_Data for the task_.
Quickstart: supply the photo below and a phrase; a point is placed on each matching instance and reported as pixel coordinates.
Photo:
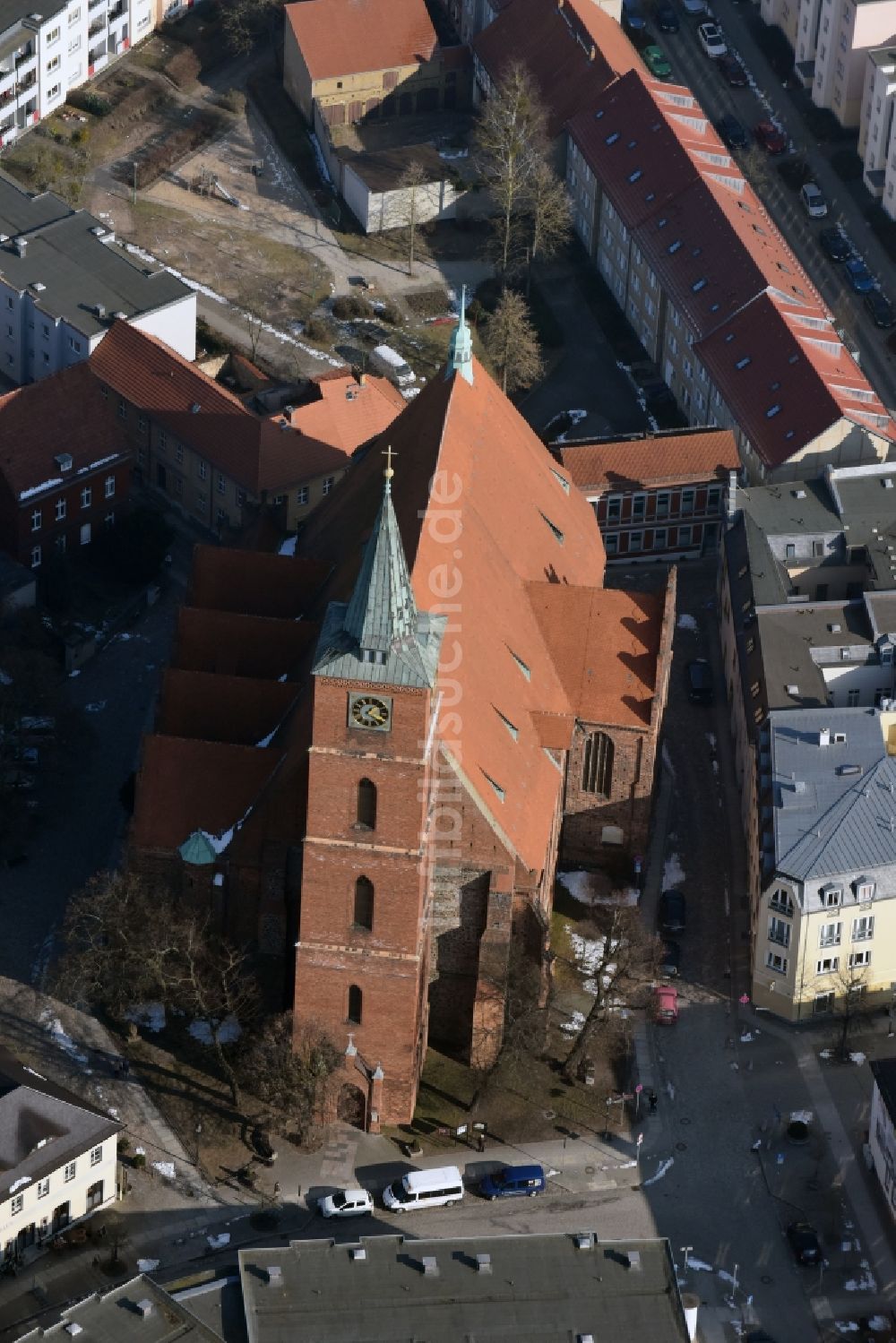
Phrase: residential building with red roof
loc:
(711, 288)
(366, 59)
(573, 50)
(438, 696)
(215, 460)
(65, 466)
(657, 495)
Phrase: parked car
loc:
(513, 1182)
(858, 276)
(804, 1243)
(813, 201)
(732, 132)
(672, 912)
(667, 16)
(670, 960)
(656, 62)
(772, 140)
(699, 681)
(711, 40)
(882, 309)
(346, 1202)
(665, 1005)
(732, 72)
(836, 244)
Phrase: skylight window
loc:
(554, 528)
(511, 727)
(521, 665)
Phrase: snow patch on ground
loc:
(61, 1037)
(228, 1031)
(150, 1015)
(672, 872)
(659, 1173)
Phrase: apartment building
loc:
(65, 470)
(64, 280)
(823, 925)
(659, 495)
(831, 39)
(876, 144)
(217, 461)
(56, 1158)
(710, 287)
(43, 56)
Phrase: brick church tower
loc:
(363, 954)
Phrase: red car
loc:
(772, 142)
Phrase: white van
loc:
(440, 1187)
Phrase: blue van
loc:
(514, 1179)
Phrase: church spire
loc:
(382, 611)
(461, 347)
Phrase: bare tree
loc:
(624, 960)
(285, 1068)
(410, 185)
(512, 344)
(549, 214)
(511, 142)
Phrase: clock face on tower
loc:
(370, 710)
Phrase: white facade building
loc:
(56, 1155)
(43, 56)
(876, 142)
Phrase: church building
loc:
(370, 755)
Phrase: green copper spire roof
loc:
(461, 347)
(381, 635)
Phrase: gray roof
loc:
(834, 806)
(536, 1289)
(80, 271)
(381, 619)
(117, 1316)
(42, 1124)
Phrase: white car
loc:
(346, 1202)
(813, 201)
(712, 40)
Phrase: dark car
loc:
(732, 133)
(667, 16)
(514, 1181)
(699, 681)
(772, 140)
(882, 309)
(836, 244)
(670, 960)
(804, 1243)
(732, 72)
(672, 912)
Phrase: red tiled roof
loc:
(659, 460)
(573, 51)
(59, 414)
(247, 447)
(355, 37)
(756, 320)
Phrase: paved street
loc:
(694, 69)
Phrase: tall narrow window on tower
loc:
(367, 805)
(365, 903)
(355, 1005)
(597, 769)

_What is expected_.
Turn every line of the listing above into a numbered list and skip any blank lines. Leave the picture out.

_Solution to this problem_.
1. Quickstart: supply the photo below and a phrase; a point is placed on each matching instance and reported as pixel coordinates.
2. Photo:
3. Phrase: residential building with red roof
4. loc:
5. (711, 288)
6. (366, 59)
7. (573, 50)
8. (438, 696)
9. (215, 460)
10. (65, 466)
11. (657, 495)
12. Phrase: parked car
13. loc:
14. (513, 1182)
15. (858, 276)
16. (804, 1243)
17. (813, 201)
18. (732, 132)
19. (672, 912)
20. (667, 16)
21. (670, 960)
22. (656, 62)
23. (772, 140)
24. (699, 681)
25. (711, 40)
26. (882, 309)
27. (346, 1202)
28. (665, 1005)
29. (732, 72)
30. (836, 244)
31. Phrase: skylight window
32. loc:
33. (554, 528)
34. (511, 727)
35. (521, 665)
36. Phrase: snow patch on ground
37. loc:
38. (61, 1037)
39. (228, 1031)
40. (150, 1015)
41. (672, 872)
42. (659, 1173)
43. Phrase: apartment building
44. loc:
45. (65, 470)
46. (64, 280)
47. (823, 925)
48. (659, 495)
49. (831, 39)
50. (876, 144)
51. (217, 461)
52. (56, 1158)
53. (710, 287)
54. (43, 56)
55. Phrase: brick church tower
56. loc:
57. (363, 954)
58. Phrase: red car
59. loc:
60. (772, 142)
61. Phrase: white van
62. loc:
63. (440, 1187)
64. Phrase: blue van
65. loc:
66. (514, 1179)
67. Phrase: church spire
68. loc:
69. (382, 611)
70. (461, 347)
71. Phrase: bare tree
72. loc:
73. (624, 960)
74. (285, 1068)
75. (410, 185)
76. (512, 344)
77. (549, 214)
78. (511, 142)
79. Phrase: clock face on tower
80. loc:
81. (370, 710)
82. Phrase: white facade building
83. loc:
84. (56, 1155)
85. (43, 56)
86. (876, 142)
87. Phrase: church building
88. loc:
89. (370, 755)
90. Phrase: green copper spire roof
91. loc:
92. (461, 347)
93. (381, 635)
94. Phrase: gray roof
95. loc:
96. (834, 806)
97. (536, 1289)
98. (80, 271)
99. (381, 619)
100. (117, 1316)
101. (42, 1124)
102. Phrase: white car
103. loc:
104. (346, 1202)
105. (813, 201)
106. (712, 40)
107. Phrase: dark car
108. loc:
109. (732, 133)
110. (667, 16)
111. (514, 1181)
112. (699, 681)
113. (772, 140)
114. (882, 309)
115. (836, 244)
116. (670, 960)
117. (804, 1243)
118. (732, 72)
119. (672, 912)
120. Phrase: red tiled roof
121. loc:
122. (659, 460)
123. (573, 51)
124. (59, 414)
125. (247, 447)
126. (355, 37)
127. (756, 320)
128. Phrase: paved street
129. loc:
130. (694, 69)
131. Phrase: tall narrow window on tower
132. loc:
133. (367, 805)
134. (365, 903)
135. (355, 1005)
136. (597, 769)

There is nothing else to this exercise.